Task to carry out -> If a line in the entries below includes the string "foliage", copy it out.

Exercise data ->
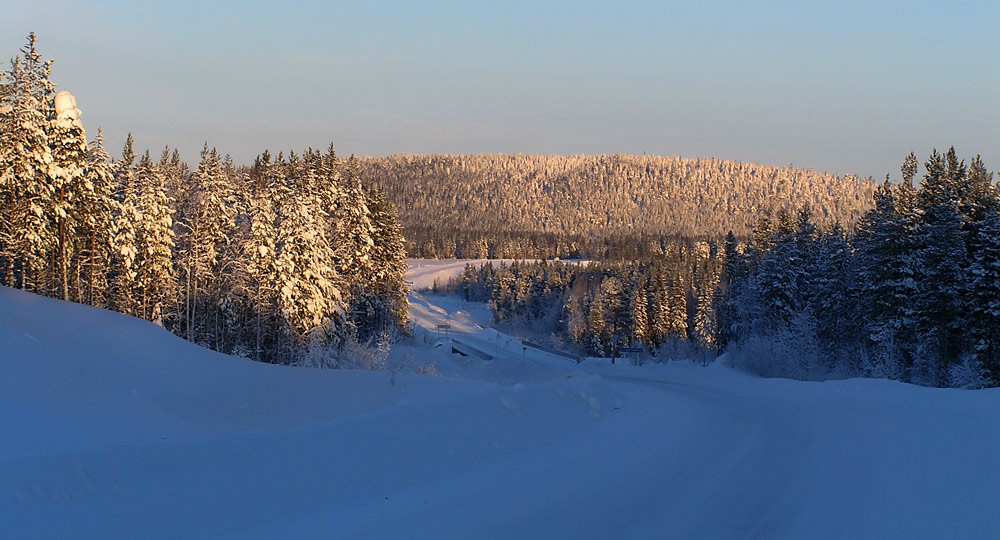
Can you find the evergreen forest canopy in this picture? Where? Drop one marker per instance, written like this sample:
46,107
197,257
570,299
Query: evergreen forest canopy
513,206
289,260
913,294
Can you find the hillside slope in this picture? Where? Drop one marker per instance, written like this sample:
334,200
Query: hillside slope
606,195
111,427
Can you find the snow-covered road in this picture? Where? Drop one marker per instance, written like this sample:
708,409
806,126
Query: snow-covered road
112,428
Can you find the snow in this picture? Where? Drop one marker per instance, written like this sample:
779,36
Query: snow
65,105
111,427
423,273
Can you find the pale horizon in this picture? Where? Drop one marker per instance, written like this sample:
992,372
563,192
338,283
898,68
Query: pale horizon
839,88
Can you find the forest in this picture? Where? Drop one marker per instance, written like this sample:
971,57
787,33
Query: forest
300,257
291,260
911,293
527,206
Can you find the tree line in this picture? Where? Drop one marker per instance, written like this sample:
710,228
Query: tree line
499,198
665,303
911,292
293,259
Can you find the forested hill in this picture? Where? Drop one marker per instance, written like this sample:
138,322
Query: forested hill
606,195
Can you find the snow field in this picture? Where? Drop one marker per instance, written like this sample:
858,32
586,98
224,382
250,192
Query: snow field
111,427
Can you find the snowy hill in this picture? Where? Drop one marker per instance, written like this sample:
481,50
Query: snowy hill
113,428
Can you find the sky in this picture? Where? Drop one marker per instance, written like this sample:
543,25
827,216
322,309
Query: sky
844,87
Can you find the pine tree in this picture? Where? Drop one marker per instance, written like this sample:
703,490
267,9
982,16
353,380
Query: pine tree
984,305
388,281
308,284
26,237
125,240
155,241
638,309
260,264
97,227
941,255
67,208
704,331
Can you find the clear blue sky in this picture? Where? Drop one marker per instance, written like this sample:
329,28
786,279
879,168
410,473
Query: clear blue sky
839,86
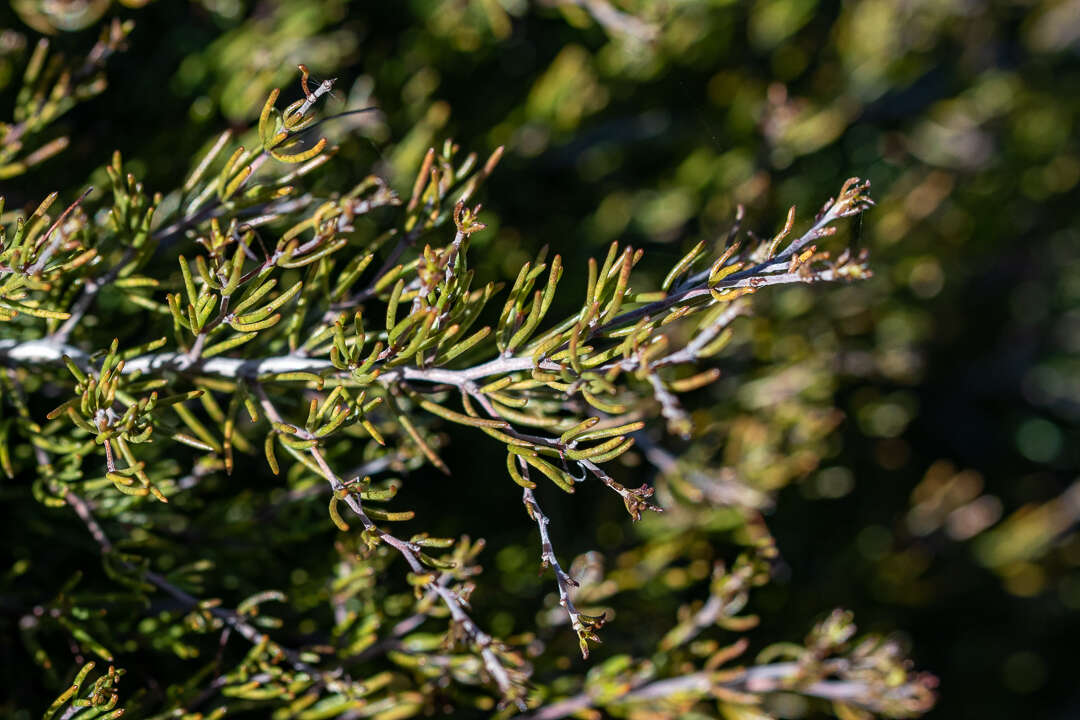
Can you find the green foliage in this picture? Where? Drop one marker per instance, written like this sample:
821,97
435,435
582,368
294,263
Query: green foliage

Response below ->
Can you find the green foliage in this picture? Where? Drop one marker per instance, written like this sample:
Query: green foliage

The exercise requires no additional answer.